I felt isolated. I felt a lack of intimacy. I also really worried that the kind of cinema that I love most wouldn’t exist when the lockdown was over. That is a cinema of tenderness and of human relationships, a kind of handmade cinema that I hungered for as an audience member. And I continue to. I wanted to make a film like the films that got me passionate about cinema. I also knew that I wanted to make a horny film, because I wanted to turn people on. Because I think that’s part of the responsibility of a filmmaker.
In what way?
You’re creating a relationship between an image and a spectator. Eros is central to that relationship. For me, there’s the erotic [nature] of sex, but there’s also color and beauty and light and intimacy. These are all things that are tangible when you watch a film like this. I think of this as an action film. It’s a film in which bodies combust. To me, those are all elements that I go to the movies for. I want to be turned on. I want to be stimulated. I want there to be suspense. I want there to be a possibility for anything to happen.
It’s very experiential in a way that some people might be surprised by.

== Given data ==
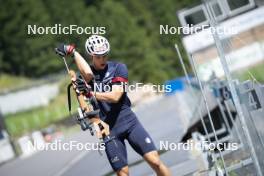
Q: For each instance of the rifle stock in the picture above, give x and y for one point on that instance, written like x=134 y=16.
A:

== Required work ==
In the interview excerpt, what kind of film does the speaker say they think of this film as?

== Answer to the task ==
An action film, one in which bodies combust.